** Exercise **
Transcribe, exactly and in full, every record shown below, while omitting its images.

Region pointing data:
=== Section Start ===

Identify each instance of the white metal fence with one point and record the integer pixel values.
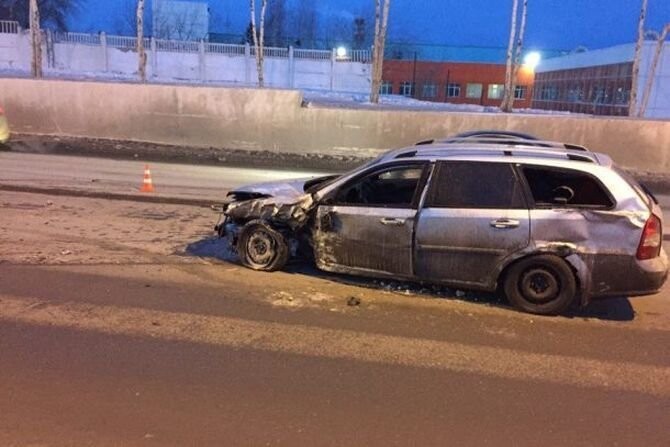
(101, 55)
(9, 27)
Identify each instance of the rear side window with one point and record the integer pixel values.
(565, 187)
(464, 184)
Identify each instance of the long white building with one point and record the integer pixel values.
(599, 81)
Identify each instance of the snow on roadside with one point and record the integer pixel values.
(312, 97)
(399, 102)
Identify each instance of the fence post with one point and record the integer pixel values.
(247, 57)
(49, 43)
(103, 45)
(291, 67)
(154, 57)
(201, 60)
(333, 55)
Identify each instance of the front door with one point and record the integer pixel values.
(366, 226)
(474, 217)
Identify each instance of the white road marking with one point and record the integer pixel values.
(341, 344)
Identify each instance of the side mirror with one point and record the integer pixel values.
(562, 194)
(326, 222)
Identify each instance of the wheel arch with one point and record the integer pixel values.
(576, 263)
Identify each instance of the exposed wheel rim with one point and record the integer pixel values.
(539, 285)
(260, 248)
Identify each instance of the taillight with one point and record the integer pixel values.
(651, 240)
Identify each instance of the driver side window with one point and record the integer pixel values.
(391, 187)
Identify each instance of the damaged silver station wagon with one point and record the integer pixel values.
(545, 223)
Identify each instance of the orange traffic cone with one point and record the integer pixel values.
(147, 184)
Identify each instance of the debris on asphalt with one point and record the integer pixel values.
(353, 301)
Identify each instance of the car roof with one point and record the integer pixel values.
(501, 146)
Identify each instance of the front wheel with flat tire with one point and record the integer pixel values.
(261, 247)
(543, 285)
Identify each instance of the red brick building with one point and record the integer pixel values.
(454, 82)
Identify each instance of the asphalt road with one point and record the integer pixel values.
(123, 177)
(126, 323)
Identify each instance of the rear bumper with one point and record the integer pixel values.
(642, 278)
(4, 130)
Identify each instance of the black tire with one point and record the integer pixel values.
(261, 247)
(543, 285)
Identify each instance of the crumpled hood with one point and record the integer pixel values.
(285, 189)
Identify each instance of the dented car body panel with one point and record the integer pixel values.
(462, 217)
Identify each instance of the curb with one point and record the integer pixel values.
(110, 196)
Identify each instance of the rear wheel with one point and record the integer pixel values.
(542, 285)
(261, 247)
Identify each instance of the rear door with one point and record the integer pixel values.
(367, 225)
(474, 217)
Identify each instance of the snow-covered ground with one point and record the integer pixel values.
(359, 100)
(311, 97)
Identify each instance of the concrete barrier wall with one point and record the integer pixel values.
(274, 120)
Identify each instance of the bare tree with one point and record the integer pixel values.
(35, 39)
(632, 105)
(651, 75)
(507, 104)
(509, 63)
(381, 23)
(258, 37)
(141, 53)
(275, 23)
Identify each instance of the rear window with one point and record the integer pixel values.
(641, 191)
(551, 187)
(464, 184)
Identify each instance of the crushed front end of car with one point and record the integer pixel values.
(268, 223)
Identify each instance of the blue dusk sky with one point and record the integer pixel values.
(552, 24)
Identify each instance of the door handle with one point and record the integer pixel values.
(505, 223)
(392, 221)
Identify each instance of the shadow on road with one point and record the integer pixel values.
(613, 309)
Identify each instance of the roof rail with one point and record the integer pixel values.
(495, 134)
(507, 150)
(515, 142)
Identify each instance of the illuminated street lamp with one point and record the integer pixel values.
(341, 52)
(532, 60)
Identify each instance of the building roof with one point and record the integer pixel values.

=== Section End ===

** Exercise output **
Identify each instance of the white metal fence with one point and record the integer pixel values.
(101, 55)
(9, 27)
Identify each instance of the rear side window with one point and record the integer pixel values.
(565, 187)
(464, 184)
Identify each instance of the long white building with one point and record the integer pixel values.
(599, 81)
Identify each instance of the snow on roadside with one point and record the integer pixel values.
(312, 97)
(399, 102)
Identify each instance of the fence post with one point and record the integer pixel values.
(247, 57)
(49, 43)
(103, 45)
(291, 67)
(154, 57)
(201, 60)
(333, 55)
Identify each instance of the front door with one point and record the integer pixel values.
(366, 226)
(474, 217)
Identify each instance of the white road marking with one point and record the integer pixel values.
(341, 344)
Identify each instance of the side mirror with one point and record the integer pixel values.
(562, 194)
(326, 222)
Identify each instance of the wheel arch with one point and record the integer pixel values.
(576, 263)
Identify each instance of the exposed wheel rim with one point and record the integer pixel values.
(539, 285)
(260, 248)
Identify each instance of the taillight with one point and record the integer pixel values.
(651, 240)
Identify each instance of the driver side window with one point and record the integer pixel values.
(391, 187)
Identify each instance of the damaged silver station wagon with one point and record the integer pixel values.
(545, 223)
Identify each instance of the orange traffic cone with one point and record the integer pixel values.
(147, 184)
Identify each instance of the debris on asphalt with one point and record the integer pixel values.
(353, 301)
Identify each instance of the car roof with one point and record the integer pixel values.
(501, 146)
Identify each instance of the front wheel with flat tire with one point and record the integer pixel values.
(261, 247)
(543, 285)
Identify each instance of the red brick building with one point and record the integer pixel values.
(454, 82)
Identify each instance of the asphalt road with one point and record the integer pixel values.
(123, 177)
(126, 323)
Identify each instance of the rear bumper with one point and record the integer pixel values.
(642, 278)
(4, 130)
Identify each instance of the black tire with one point and record the integer pixel values.
(261, 247)
(543, 285)
Identify each instance of the crumpled hood with one point and record the integer pixel values.
(285, 189)
Identify each instance of the dented car body panel with one point and record the integer pixel values.
(462, 217)
Identify each instance of the curb with one point and record the integer pixel values.
(110, 196)
Identify each instance of the rear wheel with one point and record the integer pixel values.
(542, 285)
(261, 247)
Identify each instance of the rear door with one point and record the integer pixel values.
(367, 225)
(474, 217)
Identify each instance of the snow-covered ground with one point and record the integer pixel values.
(359, 100)
(311, 97)
Identify each instance of the concrete barrier wall with one point and record the integer pixel values.
(274, 120)
Identify each instance of the bare tree with one point and record the integer pixel values.
(35, 39)
(632, 105)
(651, 75)
(507, 104)
(509, 63)
(381, 23)
(258, 37)
(141, 53)
(275, 23)
Identify each instance of the rear window with one point and record the integer pixel values.
(641, 191)
(551, 187)
(464, 184)
Identify each instance of the crushed front end of car with one point and record the integer pixel values.
(268, 223)
Identify each instance of the blue dusk sky with one point and record the integer pixel values.
(552, 24)
Identify each instance of the door handle with one point and record the integer pixel values.
(505, 223)
(392, 221)
Identify each instance of the shadow on road with one point and record the integer pixel values.
(613, 309)
Identify each instance of the roof rail with one point and record the integer pixel values.
(495, 134)
(507, 150)
(515, 142)
Identify each instance of the illuminated street lamp with one point and record the integer pixel values.
(341, 52)
(532, 60)
Identify each instance of the building roof with one point and record the integer pixel values.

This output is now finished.